◆ **Fragmento de origen**:
#####

La crisis del COVID-19 nos ha ayudado a reflexionar y entender la naturaleza real de nuestro modelo productivo y de consumo. Las largas colas de personas con mascarilla para comprar alimentos y artículos de primera necesidad en los supermercados y la organización de los pequeños productores en Internet son dos fenómenos que ofrecen una muy buena ilustración de la verdadera naturaleza del modelo alimentario actual.
Por un lado, las grandes cadenas comerciales han contado con todas las ayudas en la distribución de sus productos, mientras que, por otro, los pequeños productores han tropezado con muchas dificultades para gestionar su distribución habitual, puesto que los mercados agroecológicos de muchas ciudades no pudieron abrir. Durante unos días se prohibió incluso el acceso a los huertos, lo que supuso que las personas autosuficientes o los pequeños productores sufrieran una grave discriminación para acceder a sus propios productos. Pese a eso, y gracias a las quejas de muchas personas a nivel individual y colectiva, finalmente logramos que se retirara la medida.
Paralelamente, algunos consumidores han descubierto productores locales y ecológicos durante el cierre y han cambiado algunos de sus hábitos de consumo. Si bien este hecho es relevante, necesita el apoyo de medidas más estructurales para promover un cambio efectivo y repensar el modelo alimentario. Aquí es donde entran en juego las políticas públicas, ya que no es posible promover el consumo de alimentos basado en la soberanía alimentaria sin crear filtros que reduzcan el impacto del actual modelo dominante.
No obstante, pese a que el bloqueo ha brindado la oportunidad de discutir la necesidad de acelerar la transición hacia unos sistemas alimentarios locales, nutritivos, sostenibles y justos mientras se pone en práctica a nivel de consumo. En este momento de sensibilización, debemos trabajar para favorecer un cambio de escala en cuanto a nuestra manera de consumir para que sea más consciente y responsable.
El público tiene cada vez más información sobre los elementos que determinan el consumo de alimentos, no solo en relación a su trazabilidad, sino también en lo que respecta a su salubridad. Al mismo tiempo, las crisis por las que ha atravesado la industria alimentaria, como la encefalopatía espongiforme bovina, comúnmente conocida como enfermedad de las vacas locas, la crisis del aceite de colza de la década de 1980 y, más recientemente, la del aceite de palma, nos han alertado gradualmente sobre los peligros del modelo dominante de producción, distribución y consumo.

#####

◆ **Tarea a realizar**: Por favor, cita del texto sobre el modelo alimentario el pasaje que empieza en "Paralelamente, algunos consumidores" y termina en "actual modelo dominante.".

◆ **Entradas mostradas**:

#####

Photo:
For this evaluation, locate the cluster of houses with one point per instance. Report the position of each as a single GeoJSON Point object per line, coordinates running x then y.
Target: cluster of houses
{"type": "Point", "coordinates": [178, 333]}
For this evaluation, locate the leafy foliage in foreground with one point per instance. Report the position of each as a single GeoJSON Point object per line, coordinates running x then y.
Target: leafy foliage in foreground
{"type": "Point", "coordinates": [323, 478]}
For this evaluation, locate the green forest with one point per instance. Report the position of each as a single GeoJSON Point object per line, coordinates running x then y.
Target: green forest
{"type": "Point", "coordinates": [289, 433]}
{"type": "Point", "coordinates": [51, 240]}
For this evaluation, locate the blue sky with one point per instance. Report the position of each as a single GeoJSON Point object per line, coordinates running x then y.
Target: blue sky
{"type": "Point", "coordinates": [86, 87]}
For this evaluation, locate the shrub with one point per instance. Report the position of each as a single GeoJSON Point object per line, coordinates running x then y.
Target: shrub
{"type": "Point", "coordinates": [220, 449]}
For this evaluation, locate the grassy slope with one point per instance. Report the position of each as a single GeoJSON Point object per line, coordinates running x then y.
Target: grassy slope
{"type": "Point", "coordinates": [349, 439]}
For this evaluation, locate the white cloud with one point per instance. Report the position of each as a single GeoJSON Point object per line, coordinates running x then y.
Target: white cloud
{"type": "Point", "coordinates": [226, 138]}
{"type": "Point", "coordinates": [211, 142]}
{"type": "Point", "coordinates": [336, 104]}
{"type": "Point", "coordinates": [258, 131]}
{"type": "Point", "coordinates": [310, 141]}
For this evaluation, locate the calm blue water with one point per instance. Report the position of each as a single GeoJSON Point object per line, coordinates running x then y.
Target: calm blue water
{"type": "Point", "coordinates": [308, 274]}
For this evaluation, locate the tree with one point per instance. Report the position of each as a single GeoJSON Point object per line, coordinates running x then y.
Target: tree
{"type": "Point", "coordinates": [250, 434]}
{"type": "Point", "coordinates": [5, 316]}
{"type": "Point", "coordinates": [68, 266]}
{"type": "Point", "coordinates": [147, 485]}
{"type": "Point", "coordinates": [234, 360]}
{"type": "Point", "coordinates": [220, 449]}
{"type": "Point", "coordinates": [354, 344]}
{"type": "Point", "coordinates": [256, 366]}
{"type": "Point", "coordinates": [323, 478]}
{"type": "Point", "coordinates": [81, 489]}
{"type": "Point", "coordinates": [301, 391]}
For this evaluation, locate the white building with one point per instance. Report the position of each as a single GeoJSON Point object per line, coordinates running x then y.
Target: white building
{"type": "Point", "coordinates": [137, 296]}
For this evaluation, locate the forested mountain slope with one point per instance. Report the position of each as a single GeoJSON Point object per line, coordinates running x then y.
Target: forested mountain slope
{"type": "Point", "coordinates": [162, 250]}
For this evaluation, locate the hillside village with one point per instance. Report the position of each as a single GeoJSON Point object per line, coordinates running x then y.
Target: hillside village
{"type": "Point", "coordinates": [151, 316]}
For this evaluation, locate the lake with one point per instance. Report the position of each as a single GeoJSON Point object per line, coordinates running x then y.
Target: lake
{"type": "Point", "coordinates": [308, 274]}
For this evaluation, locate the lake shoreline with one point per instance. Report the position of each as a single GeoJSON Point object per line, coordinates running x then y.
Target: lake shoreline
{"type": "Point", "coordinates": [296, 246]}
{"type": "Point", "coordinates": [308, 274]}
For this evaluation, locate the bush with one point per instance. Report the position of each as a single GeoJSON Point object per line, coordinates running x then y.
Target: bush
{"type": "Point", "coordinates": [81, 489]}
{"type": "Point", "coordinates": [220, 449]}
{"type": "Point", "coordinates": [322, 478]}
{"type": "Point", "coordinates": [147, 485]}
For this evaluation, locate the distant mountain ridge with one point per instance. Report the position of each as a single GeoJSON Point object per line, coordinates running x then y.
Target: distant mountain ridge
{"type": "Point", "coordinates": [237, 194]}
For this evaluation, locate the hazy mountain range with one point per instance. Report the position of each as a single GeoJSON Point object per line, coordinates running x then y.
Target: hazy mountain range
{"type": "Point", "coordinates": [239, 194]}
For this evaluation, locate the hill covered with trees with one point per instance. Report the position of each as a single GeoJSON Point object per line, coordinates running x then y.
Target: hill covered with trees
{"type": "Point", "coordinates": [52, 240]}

#####

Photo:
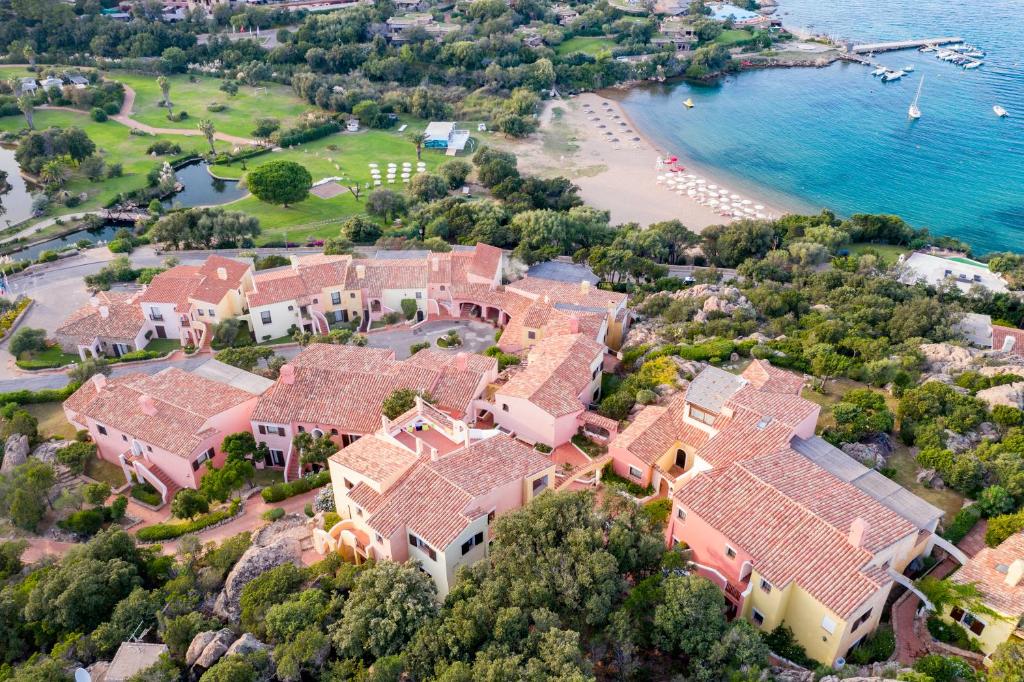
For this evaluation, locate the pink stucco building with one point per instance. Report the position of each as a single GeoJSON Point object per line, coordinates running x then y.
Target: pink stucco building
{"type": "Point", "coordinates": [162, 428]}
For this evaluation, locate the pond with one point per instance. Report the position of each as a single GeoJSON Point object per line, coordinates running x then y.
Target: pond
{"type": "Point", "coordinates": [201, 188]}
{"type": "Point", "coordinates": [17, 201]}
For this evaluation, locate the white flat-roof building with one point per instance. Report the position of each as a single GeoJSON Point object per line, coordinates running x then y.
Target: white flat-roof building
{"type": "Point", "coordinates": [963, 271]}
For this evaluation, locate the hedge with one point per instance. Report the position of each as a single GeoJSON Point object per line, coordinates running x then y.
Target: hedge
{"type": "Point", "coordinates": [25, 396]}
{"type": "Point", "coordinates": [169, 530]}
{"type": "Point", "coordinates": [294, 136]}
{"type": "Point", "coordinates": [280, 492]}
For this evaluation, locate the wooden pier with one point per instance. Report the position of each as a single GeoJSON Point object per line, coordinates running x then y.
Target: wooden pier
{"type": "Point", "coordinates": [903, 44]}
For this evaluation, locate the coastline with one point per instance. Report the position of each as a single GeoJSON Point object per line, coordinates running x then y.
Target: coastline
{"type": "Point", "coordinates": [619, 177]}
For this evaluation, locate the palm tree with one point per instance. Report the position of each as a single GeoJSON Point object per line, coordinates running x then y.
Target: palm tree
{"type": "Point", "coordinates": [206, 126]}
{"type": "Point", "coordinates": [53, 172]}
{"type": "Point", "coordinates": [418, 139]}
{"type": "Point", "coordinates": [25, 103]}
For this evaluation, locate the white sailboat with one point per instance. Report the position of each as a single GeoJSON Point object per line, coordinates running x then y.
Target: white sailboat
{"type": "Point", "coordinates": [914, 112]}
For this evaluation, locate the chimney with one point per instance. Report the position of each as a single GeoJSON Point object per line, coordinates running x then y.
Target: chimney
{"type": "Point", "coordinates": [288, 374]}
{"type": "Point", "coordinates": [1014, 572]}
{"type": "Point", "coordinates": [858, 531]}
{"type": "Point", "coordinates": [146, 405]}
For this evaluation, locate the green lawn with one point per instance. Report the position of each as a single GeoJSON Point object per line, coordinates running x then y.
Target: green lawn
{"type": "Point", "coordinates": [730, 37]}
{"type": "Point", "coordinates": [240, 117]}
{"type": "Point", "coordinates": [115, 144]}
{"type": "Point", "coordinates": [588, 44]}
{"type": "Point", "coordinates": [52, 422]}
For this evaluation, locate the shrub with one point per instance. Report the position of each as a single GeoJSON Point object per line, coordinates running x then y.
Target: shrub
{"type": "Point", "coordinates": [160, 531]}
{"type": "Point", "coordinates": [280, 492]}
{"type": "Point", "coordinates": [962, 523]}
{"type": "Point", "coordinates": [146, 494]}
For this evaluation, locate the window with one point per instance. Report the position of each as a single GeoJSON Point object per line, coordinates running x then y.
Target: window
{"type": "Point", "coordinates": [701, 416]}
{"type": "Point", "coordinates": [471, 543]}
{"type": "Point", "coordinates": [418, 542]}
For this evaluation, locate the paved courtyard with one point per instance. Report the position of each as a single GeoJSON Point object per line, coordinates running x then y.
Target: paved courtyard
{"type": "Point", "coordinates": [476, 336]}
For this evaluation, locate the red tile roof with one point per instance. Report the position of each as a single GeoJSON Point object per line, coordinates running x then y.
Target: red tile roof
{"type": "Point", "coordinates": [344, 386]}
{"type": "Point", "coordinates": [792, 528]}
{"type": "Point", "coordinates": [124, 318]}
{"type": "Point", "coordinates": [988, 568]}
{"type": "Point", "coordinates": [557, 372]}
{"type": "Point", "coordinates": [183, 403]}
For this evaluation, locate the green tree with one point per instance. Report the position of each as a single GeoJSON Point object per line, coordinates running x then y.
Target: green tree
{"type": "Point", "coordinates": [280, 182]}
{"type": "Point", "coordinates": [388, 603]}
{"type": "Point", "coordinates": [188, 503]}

#####

◆ **Solución del ejercicio**:
Paralelamente, algunos consumidores han descubierto productores locales y ecológicos durante el cierre y han cambiado algunos de sus hábitos de consumo. Si bien este hecho es relevante, necesita el apoyo de medidas más estructurales para promover un cambio efectivo y repensar el modelo alimentario. Aquí es donde entran en juego las políticas públicas, ya que no es posible promover el consumo de alimentos basado en la soberanía alimentaria sin crear filtros que reduzcan el impacto del actual modelo dominante.